— Directive —
List every line in the records below that contains the word "mountain", copying each such line in full. Treat uppercase and lowercase as different.
----- Information shown
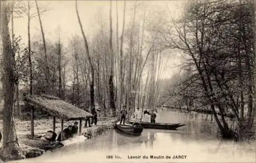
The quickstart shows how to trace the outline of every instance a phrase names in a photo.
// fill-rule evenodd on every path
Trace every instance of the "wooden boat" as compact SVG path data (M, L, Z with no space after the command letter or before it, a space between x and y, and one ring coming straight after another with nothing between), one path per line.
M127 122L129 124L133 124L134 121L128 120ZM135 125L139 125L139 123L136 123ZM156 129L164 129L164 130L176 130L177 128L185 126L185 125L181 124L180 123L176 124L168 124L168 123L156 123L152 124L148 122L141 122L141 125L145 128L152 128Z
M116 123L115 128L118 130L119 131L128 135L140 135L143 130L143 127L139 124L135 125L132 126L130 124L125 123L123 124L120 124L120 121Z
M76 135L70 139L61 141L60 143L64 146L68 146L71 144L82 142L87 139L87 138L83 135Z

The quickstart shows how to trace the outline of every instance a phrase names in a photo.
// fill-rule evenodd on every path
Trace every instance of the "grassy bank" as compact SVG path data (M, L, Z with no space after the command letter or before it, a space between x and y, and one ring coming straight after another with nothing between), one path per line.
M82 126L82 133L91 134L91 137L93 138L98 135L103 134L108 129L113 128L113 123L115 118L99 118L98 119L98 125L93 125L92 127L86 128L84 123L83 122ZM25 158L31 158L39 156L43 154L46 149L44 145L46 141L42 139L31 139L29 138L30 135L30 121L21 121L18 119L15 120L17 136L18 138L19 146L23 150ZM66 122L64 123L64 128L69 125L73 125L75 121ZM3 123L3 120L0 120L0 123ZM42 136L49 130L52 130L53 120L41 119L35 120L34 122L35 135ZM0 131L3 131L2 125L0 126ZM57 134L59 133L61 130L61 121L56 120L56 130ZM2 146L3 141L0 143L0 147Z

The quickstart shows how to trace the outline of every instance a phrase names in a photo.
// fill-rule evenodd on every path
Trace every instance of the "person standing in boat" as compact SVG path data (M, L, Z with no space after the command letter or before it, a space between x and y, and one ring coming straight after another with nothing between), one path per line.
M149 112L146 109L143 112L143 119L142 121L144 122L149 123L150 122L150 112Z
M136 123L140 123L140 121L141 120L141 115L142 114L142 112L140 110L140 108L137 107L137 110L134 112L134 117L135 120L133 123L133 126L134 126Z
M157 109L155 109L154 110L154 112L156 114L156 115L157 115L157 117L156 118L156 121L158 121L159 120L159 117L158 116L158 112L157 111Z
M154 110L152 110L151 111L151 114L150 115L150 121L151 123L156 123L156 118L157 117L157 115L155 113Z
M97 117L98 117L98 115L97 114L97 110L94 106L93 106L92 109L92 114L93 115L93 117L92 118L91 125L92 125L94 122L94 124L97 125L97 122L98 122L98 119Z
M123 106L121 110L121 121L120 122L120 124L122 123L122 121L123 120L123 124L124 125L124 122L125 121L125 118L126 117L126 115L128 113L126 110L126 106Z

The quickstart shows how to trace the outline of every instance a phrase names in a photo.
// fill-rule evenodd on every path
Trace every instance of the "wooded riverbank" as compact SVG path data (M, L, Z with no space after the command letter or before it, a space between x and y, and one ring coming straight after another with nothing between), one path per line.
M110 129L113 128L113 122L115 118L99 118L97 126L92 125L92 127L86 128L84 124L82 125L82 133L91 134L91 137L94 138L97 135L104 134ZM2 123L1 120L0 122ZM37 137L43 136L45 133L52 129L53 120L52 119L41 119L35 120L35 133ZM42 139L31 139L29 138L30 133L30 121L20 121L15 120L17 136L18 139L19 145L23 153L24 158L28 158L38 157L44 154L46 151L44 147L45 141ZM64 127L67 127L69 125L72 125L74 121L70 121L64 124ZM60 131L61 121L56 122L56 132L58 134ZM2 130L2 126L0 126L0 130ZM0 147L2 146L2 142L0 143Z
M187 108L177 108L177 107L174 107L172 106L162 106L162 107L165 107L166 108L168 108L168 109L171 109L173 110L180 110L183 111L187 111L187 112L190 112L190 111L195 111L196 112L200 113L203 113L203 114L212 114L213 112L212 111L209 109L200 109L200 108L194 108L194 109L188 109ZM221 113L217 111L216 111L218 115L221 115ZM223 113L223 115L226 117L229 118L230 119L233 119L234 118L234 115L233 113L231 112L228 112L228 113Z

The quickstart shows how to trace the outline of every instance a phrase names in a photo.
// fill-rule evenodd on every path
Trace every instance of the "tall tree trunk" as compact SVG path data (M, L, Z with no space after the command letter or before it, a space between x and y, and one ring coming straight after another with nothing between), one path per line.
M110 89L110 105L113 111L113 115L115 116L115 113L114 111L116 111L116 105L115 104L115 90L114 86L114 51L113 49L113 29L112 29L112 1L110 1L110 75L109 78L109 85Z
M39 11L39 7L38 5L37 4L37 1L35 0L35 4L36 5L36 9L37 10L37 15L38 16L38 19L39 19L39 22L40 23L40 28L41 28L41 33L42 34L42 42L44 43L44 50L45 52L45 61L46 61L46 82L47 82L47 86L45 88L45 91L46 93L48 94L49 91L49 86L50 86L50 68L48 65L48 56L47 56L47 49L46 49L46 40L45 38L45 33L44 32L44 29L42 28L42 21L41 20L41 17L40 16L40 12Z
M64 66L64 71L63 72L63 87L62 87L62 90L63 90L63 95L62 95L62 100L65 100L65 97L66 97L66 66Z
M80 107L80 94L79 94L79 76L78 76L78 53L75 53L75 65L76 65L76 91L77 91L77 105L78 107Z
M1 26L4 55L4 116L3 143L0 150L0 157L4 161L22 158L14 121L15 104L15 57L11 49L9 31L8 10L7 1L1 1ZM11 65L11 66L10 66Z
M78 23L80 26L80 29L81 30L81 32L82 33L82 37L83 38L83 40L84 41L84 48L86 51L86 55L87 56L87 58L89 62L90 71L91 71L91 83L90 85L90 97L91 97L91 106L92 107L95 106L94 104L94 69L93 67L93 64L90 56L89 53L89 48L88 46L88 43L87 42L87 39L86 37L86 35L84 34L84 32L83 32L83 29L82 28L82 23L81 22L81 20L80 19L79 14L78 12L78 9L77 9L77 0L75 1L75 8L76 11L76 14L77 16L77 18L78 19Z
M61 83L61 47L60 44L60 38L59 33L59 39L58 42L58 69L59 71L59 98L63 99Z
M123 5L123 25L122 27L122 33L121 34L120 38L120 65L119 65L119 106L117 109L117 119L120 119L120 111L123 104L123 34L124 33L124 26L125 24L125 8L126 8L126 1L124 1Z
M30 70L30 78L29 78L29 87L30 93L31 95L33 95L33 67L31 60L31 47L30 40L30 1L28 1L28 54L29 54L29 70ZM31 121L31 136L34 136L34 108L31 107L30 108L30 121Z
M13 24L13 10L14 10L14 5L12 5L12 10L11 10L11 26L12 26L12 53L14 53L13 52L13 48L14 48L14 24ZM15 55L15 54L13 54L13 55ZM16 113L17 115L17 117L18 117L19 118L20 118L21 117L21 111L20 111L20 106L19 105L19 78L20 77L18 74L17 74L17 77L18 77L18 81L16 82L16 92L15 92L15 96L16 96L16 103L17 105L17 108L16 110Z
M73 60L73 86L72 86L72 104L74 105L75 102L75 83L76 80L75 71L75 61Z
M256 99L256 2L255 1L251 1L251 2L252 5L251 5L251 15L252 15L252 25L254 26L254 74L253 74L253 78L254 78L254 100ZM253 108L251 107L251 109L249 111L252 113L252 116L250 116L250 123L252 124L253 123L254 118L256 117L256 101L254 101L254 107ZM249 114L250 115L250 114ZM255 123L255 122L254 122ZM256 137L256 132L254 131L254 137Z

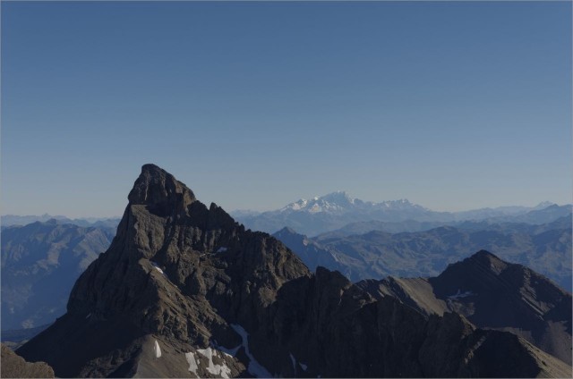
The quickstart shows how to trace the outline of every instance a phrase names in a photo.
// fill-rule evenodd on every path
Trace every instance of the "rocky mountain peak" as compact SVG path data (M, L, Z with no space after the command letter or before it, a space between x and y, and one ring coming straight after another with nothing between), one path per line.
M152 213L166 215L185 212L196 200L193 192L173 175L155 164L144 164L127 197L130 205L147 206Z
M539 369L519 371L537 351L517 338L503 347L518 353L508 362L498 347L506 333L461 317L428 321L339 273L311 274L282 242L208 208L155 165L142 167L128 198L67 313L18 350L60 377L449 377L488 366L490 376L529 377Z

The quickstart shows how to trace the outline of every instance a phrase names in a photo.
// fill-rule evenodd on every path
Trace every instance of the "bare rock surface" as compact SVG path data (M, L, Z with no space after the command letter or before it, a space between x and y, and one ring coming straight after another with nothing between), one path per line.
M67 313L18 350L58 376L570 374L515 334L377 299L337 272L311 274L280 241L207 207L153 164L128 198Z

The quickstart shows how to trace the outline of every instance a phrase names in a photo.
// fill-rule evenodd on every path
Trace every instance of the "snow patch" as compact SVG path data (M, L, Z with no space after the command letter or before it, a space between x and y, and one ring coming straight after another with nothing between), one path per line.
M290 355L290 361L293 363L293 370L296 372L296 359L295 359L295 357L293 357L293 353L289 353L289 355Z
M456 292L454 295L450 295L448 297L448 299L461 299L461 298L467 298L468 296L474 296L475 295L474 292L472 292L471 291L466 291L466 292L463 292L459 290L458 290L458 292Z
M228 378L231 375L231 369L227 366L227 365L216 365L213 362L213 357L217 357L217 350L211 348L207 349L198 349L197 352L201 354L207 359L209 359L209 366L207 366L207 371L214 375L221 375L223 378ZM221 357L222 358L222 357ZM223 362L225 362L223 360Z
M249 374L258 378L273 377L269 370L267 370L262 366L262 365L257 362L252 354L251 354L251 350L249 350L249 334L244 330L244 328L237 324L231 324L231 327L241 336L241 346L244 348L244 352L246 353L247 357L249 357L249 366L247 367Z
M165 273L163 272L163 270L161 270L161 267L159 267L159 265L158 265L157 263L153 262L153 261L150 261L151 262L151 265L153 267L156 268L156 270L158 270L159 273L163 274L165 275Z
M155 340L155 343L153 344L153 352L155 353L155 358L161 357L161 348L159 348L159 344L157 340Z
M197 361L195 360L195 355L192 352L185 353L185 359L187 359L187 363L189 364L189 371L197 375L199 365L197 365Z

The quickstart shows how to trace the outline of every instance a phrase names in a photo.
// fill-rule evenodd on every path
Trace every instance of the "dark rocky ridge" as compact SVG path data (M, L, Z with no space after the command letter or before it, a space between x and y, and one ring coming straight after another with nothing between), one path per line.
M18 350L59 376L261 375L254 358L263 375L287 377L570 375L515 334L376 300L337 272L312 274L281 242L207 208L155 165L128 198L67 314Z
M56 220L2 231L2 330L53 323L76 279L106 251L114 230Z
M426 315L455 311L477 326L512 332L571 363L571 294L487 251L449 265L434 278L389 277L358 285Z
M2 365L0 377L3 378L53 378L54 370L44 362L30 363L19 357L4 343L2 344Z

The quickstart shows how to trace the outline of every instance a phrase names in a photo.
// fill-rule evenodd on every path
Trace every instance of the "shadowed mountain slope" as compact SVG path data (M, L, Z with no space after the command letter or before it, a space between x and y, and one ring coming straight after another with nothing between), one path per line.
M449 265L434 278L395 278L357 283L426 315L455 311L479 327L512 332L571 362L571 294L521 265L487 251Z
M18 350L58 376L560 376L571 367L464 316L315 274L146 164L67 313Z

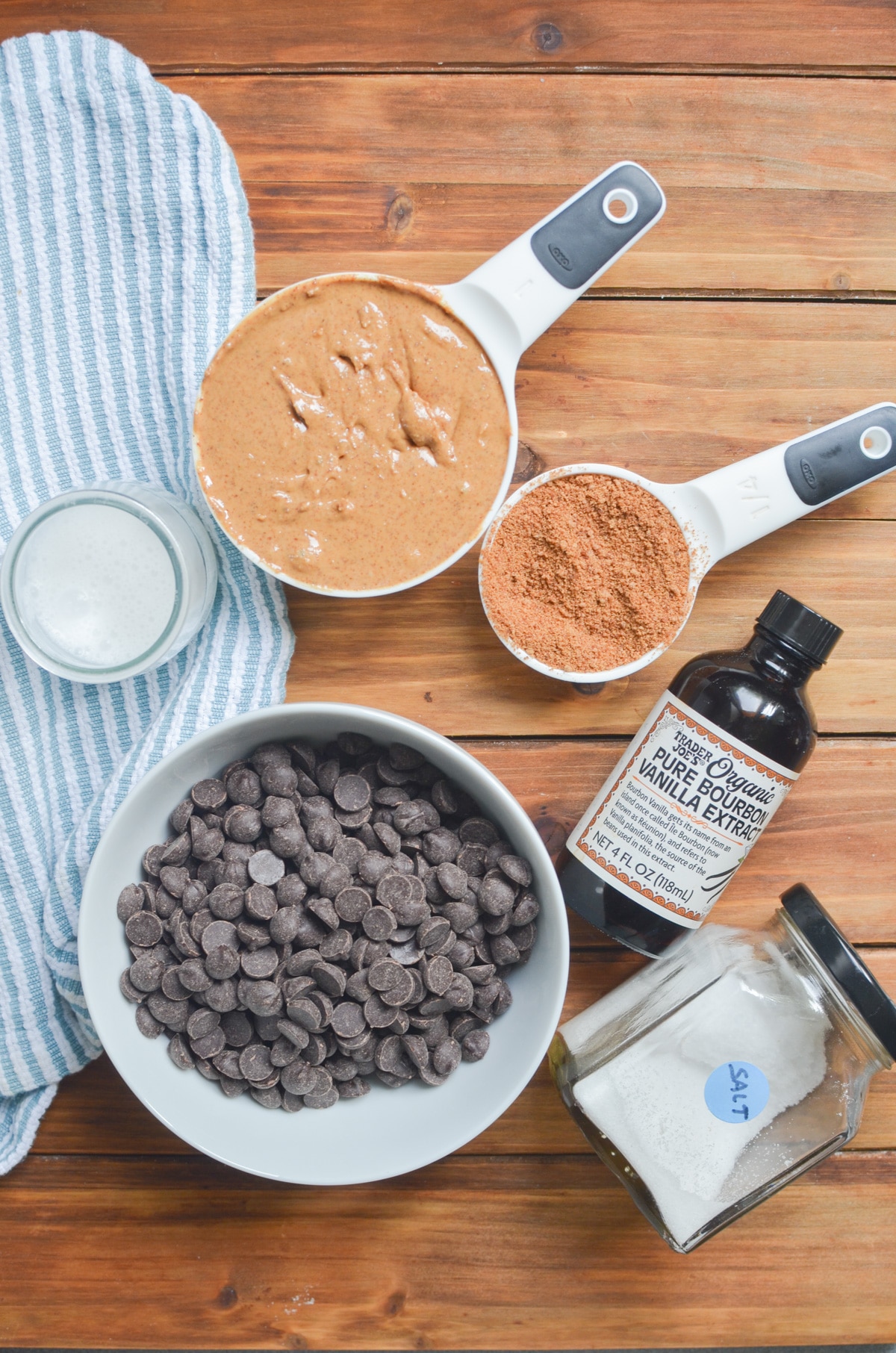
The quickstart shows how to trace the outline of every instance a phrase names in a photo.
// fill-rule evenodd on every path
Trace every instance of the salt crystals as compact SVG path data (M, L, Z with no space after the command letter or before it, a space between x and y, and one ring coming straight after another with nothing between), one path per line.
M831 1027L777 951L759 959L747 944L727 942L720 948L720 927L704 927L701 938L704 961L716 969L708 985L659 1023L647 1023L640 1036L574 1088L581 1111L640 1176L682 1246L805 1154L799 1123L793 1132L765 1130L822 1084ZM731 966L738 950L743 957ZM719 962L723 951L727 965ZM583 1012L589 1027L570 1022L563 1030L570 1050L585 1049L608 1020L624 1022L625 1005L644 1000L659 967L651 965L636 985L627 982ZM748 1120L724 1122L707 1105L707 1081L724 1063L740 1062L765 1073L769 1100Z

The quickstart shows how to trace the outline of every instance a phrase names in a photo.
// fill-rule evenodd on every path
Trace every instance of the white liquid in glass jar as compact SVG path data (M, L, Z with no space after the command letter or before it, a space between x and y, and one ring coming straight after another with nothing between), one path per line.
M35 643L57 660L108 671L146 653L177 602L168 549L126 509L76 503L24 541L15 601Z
----------
— Answer —
Trace every instance of the "rocky mountain peak" as compact SVG path data (M, L, Z with no space after the command letter or before it, a space between x and y, and one ring coming straight after another with nothing between), one path per line.
Trace every instance of the "shadowed mountain slope" as compact SVG path data (M, L, Z with no space after the command letter or before it, a space between x and y, and one ring coming straight after another with nothing between), one path per line.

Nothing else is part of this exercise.